> List of tasks
1 - According to the health reform speech, how much is being invested to improve the transition older people make between hospital and aged care?
2 - For each statement, say whether it agrees with the health reform speech and quote the words that decide it. (a) Catholic Health Australia has been allocated 376 places over the next five years. (b) The government has committed to closing the life expectancy gap between Indigenous and non-Indigenous Australians within 10 years. (c) Older people want to stay in their own homes for as long as possible.

> Source extract
···
I believe Catholic Health Australia has been allocated 376 places over the next five years. You can see from this breakdown we are looking across the matrix of public and private, acute and aged care. As well as this, we wil be creating up to a further 1,170 nursing education places each year from 2009.
At the same time, we need a far-reaching debate on appropriate roles for nurses, Nurse Practitioners, and allied health professionals, like pharmacists, physiotherapists and dieticians. They can and should play a much larger role in health care.
If we get this right, we will ease some of the burden on our GPs, and provide more variety and recognition for other professions. In doing so, all the health professionals could be much better utilised, get more professional satisfaction and recognition, and provide more access to health care. We really need to open our minds - and our health system - to these new roles.
Aged Care
Some of these workforce issues are particularly relevant when you look at the pressures on the aged care system – particularly in residential care. But we also know that older people want to stay in their own homes and their own communities for as long as possible, and they have an incredible amount of experience to hand down to their communities.
Your experience in providing the full range of services from maternity to aged care will have lessons for the rest of the system in terms of where the blockages to an integrated continuum of health care lie, and how to get around them.
Then Rudd Government is investing $293.2 million to improve the transition that older people make between hospital and aged care, once they no longer need hospital care. The aged care sector is a prime example of the need for the Government to work with private – including of course, not for profit – operators to achieve our goals.
Our older people deserve appropriate care, regardless of their income and assets, where they live, their culture, or their race.
Closing the Gap on Indigenous Health
Of course we could not think about health inequality and social justice, without thinking of the appalling 17-year life expectancy gap between Indigenous and non-Indigenous Australians. The Rudd Government has committed to tackle this problem - recognising that Indigenous health is not just about health services, but is part of the broader, complex issue of Indigenous disadvantage.
We cannot ensure better health for Indigenous people throughout their lives unless they also have opportunities for education, employment and a sense of community. We have committed to reporting to Parliament each year on our progress against 3 important targets, or outcomes –
• Halving the mortality gap for children under 5, in 10 years;
• Halving the gap in literacy and numeracy in 10 years; and
• Closing the life expectancy gap within a generation.
We are have set these ambitious objectives to ensure accountability is clear and so we can measure progress – openly and up front. And we are getting on with the job through a broad range of programs addressing factors from alcohol and drug abuse to providing training to Indigenous aged care workers to maternal and child health.
Conclusion
I am pleased to be a reformist minister, in a reformist government – not because we desire change for the sake of change, but because change is needed. I believe our reforms will restore, refresh and revitalise the Australian health and aged care system - so that, in all its diverse elements, it can remain one of the most equitable and effective in the world.
I thank you all at Catholic Health Australia for your willingness to “catch the wave” of reform. I hope it will be a good ride, but more importantly, I hope that the wave takes us all safely to shore.
···
[Stored data]

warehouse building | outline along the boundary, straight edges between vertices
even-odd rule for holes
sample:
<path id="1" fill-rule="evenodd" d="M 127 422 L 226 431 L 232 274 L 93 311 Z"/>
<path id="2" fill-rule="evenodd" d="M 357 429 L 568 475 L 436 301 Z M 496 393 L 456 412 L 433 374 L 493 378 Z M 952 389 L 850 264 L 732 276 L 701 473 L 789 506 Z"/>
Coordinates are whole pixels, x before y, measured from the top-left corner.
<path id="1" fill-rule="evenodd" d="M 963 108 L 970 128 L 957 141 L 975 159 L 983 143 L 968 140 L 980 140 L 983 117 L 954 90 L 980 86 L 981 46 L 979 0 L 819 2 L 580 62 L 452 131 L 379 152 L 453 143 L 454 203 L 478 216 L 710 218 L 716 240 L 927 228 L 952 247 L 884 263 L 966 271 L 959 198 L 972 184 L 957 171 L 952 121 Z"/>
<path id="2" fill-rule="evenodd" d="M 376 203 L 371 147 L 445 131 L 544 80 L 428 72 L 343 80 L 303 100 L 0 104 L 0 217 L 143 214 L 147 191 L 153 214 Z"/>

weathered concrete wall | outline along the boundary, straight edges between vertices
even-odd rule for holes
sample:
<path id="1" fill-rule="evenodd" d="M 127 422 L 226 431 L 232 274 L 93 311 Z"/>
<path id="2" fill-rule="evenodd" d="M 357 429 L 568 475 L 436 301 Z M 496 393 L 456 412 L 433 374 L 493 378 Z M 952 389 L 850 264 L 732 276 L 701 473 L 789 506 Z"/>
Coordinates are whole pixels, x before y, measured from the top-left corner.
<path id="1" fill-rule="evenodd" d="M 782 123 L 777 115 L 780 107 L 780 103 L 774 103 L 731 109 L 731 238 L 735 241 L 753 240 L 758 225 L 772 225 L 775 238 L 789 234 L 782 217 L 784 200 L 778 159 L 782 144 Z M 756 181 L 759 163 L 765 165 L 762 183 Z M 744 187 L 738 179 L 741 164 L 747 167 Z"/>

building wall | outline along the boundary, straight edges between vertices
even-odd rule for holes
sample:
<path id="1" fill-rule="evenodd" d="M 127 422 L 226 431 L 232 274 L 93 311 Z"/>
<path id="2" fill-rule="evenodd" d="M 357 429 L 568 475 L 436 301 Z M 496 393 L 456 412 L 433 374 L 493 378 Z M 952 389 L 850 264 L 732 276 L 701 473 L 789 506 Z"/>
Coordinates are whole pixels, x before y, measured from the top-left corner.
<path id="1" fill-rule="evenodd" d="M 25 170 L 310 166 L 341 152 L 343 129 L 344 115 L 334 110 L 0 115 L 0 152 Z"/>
···
> Task solutions
1 - $293.2 million.

2 -
(a) Yes: "Catholic Health Australia has been allocated 376 places over the next five years"
(b) No: "Closing the life expectancy gap within a generation"
(c) Yes: "older people want to stay in their own homes and their own communities for as long as possible"